## WORK ORDER
When you reproduce the data, keep every word exactly as it stands and leave the pictures out.

++++ ENTRIES SUPPLIED

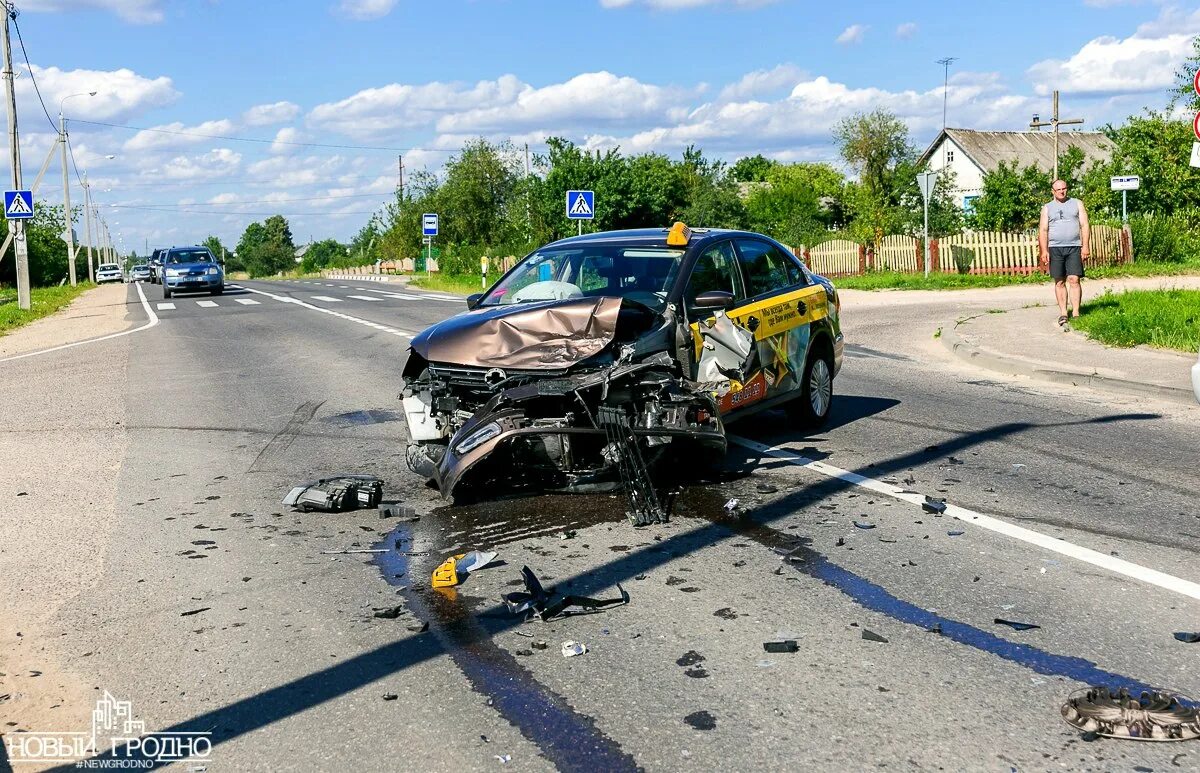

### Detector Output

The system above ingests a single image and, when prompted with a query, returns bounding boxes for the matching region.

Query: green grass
[409,273,487,296]
[831,260,1200,291]
[1072,289,1200,353]
[0,282,96,335]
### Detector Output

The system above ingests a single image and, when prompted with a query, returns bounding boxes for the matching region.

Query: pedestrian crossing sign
[566,190,594,220]
[4,189,33,219]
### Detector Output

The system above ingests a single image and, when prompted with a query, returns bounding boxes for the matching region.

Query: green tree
[299,238,346,273]
[746,162,848,247]
[968,161,1049,231]
[0,201,76,287]
[1172,34,1200,112]
[835,109,916,246]
[1079,113,1200,220]
[201,235,229,262]
[674,145,746,229]
[730,154,778,183]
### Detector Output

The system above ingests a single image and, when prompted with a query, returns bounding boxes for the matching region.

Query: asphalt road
[2,276,1198,772]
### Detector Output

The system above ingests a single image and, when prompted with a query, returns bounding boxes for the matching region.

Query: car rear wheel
[788,348,834,429]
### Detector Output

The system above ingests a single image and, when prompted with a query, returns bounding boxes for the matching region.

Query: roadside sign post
[915,171,937,279]
[422,213,438,277]
[566,190,594,236]
[1109,175,1140,224]
[480,255,489,289]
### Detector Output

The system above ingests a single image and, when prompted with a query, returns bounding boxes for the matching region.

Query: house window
[946,149,955,164]
[963,195,979,215]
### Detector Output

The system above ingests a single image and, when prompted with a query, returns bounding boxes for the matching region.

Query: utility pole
[524,143,531,176]
[1029,90,1083,182]
[397,154,403,199]
[2,2,30,309]
[59,111,75,285]
[936,57,957,132]
[82,171,94,280]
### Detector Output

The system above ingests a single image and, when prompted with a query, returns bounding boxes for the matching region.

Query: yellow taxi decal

++++++++

## OUTPUT FOR THIS EXERCISE
### Detector Output

The system above ingests a single image and, when prompted with a query, returns bounding boxes for the matching region.

Query: green grass
[409,273,487,296]
[831,260,1200,291]
[1072,289,1200,353]
[0,282,96,335]
### Detector Output

The system above ingests a single image and, when prompted with a query, returns bounding boxes for the matching region.

Query: pedestrian crossing sign
[566,190,594,220]
[4,189,33,219]
### Detector Output

The system above ingests a single image and, when prompted with a query, returns bounding boxes for the matching region.

Query: green tree
[299,238,346,273]
[746,162,848,247]
[968,161,1049,231]
[0,201,76,287]
[1172,34,1200,112]
[835,109,916,246]
[1079,113,1200,220]
[201,235,229,262]
[674,145,746,229]
[730,154,778,183]
### Detector Output

The system above ingests a single image and, when prompted with a query, returns bounding boxes for the matching region.

Query: asphalt road
[2,276,1198,772]
### Detector Output

The system above ingests a single image and, when prompted with a query, returns bounding boxes for the matching region.

Query: car rear wheel
[788,348,834,429]
### Detector Output

The system above ingests a single image and, when prompted with a query, returns bounding boxes for the matching region.

Query: roadside sign post
[915,171,937,279]
[422,213,438,277]
[566,190,594,236]
[1109,175,1140,224]
[480,255,489,289]
### Detector Output

The system above ingests a single image and, when prompted with a query, returns bounding boxes for the matching region.

Query: house window
[946,149,955,164]
[963,195,979,215]
### Detector Output

The system above ingests a single image and, when prompted with a query, returns bounding boxes for the matching region.

Query: utility pole
[524,143,531,176]
[1029,90,1083,182]
[397,154,403,199]
[2,2,30,309]
[59,111,75,285]
[936,57,957,132]
[82,171,94,280]
### Detector Output

The system above ingests a single image and, when prompted with a query, returns bounding boxes for the matching region.

Query: yellow taxi decal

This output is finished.